### Short task
Each line from the one that contains "target: elderflower" to the end of the material must be set down exactly, and no line before it.

### Records for this exercise
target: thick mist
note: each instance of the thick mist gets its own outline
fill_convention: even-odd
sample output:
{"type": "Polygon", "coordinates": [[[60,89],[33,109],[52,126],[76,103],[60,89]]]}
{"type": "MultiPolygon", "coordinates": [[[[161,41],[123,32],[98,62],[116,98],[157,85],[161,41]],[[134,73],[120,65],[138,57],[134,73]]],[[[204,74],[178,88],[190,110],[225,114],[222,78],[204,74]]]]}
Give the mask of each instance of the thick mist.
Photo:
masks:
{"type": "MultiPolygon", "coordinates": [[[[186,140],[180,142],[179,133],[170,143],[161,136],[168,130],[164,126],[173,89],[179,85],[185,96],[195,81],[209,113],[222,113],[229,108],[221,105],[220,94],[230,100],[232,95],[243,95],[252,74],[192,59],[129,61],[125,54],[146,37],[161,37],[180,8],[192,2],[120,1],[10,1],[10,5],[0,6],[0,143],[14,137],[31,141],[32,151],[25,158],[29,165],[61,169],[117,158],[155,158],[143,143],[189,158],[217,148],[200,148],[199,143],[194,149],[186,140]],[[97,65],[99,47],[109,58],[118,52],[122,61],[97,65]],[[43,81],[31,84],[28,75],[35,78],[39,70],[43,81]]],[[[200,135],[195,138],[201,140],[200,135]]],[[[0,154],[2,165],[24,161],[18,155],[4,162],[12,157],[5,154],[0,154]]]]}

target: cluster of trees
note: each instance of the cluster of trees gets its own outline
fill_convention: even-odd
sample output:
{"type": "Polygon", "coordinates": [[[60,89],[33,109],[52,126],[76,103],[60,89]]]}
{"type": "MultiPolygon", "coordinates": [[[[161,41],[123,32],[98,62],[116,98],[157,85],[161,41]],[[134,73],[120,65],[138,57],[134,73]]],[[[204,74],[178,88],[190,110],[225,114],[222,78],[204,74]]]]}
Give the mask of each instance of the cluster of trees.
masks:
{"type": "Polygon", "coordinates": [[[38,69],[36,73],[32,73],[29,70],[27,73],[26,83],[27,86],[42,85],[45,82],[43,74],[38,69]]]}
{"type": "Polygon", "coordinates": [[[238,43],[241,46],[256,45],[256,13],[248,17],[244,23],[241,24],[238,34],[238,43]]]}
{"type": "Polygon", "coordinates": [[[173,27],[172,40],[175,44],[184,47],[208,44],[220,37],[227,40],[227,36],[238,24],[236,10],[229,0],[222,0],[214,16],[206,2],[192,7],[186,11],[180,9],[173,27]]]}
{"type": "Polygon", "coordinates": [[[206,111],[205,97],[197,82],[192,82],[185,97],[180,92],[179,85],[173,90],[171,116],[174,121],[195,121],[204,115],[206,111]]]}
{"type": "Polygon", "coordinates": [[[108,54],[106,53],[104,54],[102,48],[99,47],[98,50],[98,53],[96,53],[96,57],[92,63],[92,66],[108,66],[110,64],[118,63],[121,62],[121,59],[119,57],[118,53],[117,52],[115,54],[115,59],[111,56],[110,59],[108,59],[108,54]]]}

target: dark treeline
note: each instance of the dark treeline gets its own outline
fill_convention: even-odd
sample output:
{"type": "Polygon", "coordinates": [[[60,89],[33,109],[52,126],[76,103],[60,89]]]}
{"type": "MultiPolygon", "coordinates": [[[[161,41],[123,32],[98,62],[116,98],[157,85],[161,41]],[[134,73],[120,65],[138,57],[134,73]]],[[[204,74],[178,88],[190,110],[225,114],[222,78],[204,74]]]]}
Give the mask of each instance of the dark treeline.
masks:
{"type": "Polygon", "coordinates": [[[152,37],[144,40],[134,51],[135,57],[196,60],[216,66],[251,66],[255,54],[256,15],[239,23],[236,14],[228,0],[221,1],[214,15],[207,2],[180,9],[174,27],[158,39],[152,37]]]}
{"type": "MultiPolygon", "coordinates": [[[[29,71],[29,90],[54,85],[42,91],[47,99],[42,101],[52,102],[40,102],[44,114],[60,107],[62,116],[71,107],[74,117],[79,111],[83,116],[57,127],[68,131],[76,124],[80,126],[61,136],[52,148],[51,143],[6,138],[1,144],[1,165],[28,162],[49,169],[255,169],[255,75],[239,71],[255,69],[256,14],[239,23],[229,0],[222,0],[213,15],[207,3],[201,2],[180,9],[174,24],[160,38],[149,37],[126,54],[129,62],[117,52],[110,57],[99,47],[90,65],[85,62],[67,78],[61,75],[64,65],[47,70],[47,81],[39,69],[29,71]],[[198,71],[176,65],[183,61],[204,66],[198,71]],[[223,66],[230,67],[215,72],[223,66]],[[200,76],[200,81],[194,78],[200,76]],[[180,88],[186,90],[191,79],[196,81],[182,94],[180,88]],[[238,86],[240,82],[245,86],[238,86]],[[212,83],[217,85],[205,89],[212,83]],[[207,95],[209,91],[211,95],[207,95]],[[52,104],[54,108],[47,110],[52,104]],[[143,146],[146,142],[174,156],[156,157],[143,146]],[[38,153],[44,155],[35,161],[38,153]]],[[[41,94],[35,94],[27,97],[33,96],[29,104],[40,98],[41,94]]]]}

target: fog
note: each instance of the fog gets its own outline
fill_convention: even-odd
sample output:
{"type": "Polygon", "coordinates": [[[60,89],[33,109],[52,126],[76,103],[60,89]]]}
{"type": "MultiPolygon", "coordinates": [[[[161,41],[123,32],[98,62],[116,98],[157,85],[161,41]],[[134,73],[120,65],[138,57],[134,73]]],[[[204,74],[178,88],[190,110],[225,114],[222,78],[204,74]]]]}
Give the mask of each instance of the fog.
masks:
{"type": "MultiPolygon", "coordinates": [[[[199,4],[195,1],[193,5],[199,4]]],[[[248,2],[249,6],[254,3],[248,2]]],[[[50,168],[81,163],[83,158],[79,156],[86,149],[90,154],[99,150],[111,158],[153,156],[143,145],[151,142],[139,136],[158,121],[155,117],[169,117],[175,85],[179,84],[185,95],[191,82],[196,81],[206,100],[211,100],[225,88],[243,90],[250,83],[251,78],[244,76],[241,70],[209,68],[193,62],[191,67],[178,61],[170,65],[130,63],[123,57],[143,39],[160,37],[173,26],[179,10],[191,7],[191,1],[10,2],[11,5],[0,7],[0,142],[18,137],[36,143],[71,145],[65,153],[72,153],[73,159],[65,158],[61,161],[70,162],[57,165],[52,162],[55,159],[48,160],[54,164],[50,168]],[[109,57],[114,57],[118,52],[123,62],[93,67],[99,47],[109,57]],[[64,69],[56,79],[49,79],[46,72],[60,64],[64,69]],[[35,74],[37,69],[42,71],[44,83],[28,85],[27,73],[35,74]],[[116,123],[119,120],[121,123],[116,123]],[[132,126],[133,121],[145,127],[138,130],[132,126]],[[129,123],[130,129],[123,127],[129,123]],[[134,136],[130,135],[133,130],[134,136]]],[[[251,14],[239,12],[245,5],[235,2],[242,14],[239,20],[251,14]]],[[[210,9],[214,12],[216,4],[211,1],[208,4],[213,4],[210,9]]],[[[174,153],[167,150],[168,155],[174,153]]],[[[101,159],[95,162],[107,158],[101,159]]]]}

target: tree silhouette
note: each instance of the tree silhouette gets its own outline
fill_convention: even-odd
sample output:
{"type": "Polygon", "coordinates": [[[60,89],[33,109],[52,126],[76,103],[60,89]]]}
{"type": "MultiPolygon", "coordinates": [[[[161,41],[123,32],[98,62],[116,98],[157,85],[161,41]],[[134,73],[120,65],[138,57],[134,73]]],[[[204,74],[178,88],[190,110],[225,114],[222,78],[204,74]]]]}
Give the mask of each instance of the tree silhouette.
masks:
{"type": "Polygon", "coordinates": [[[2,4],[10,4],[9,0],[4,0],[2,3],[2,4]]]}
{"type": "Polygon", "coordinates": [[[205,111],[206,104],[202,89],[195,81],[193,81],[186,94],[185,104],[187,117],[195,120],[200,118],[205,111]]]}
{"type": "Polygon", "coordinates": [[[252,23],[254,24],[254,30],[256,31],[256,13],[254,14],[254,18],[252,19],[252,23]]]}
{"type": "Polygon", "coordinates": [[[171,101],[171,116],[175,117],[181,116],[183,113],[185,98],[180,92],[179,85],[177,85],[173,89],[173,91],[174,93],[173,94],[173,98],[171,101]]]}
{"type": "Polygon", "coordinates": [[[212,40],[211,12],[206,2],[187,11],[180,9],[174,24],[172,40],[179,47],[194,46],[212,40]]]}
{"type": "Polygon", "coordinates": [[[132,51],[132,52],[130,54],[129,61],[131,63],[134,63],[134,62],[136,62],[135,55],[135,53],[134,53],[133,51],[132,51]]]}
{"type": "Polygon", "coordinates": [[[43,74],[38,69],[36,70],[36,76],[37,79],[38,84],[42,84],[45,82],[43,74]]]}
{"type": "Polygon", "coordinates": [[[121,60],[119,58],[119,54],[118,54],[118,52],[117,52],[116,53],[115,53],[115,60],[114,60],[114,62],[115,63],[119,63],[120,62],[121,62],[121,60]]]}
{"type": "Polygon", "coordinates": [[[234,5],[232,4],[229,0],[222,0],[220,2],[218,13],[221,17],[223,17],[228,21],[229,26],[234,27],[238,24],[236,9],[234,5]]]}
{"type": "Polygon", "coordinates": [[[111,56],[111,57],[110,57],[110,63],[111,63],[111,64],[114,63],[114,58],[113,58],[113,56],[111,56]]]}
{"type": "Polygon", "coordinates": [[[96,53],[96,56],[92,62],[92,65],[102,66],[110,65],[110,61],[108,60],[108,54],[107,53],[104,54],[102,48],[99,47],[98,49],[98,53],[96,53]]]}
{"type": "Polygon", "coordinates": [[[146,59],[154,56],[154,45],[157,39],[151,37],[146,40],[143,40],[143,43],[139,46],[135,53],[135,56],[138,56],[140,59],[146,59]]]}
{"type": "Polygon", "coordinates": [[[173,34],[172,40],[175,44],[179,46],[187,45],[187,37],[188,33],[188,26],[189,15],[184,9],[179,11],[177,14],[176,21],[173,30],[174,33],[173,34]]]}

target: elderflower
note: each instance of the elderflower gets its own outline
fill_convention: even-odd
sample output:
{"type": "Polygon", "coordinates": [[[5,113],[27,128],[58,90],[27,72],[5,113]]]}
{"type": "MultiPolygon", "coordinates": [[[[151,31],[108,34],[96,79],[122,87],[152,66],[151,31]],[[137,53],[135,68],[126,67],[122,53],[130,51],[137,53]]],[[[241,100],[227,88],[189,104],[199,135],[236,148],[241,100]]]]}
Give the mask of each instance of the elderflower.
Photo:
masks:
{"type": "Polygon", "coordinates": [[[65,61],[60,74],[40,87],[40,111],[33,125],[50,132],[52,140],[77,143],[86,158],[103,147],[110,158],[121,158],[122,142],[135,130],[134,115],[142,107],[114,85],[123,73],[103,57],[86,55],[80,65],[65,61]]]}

### Correct result
target: elderflower
note: each instance of the elderflower gets its own outline
fill_convention: even-odd
sample output:
{"type": "Polygon", "coordinates": [[[5,113],[27,128],[58,90],[27,72],[5,113]]]}
{"type": "MultiPolygon", "coordinates": [[[[151,31],[108,34],[96,79],[122,87],[152,66],[151,31]],[[137,53],[135,68],[126,67],[122,53],[130,51],[137,53]]],[[[241,100],[227,88],[189,104],[199,135],[236,148],[241,100]]]]}
Give the mask of each instance of the elderflower.
Photo:
masks:
{"type": "Polygon", "coordinates": [[[65,61],[60,74],[40,87],[40,111],[33,125],[50,132],[52,140],[77,143],[86,158],[103,147],[110,158],[121,158],[122,142],[135,130],[134,115],[142,107],[114,85],[123,73],[103,57],[86,55],[80,65],[65,61]]]}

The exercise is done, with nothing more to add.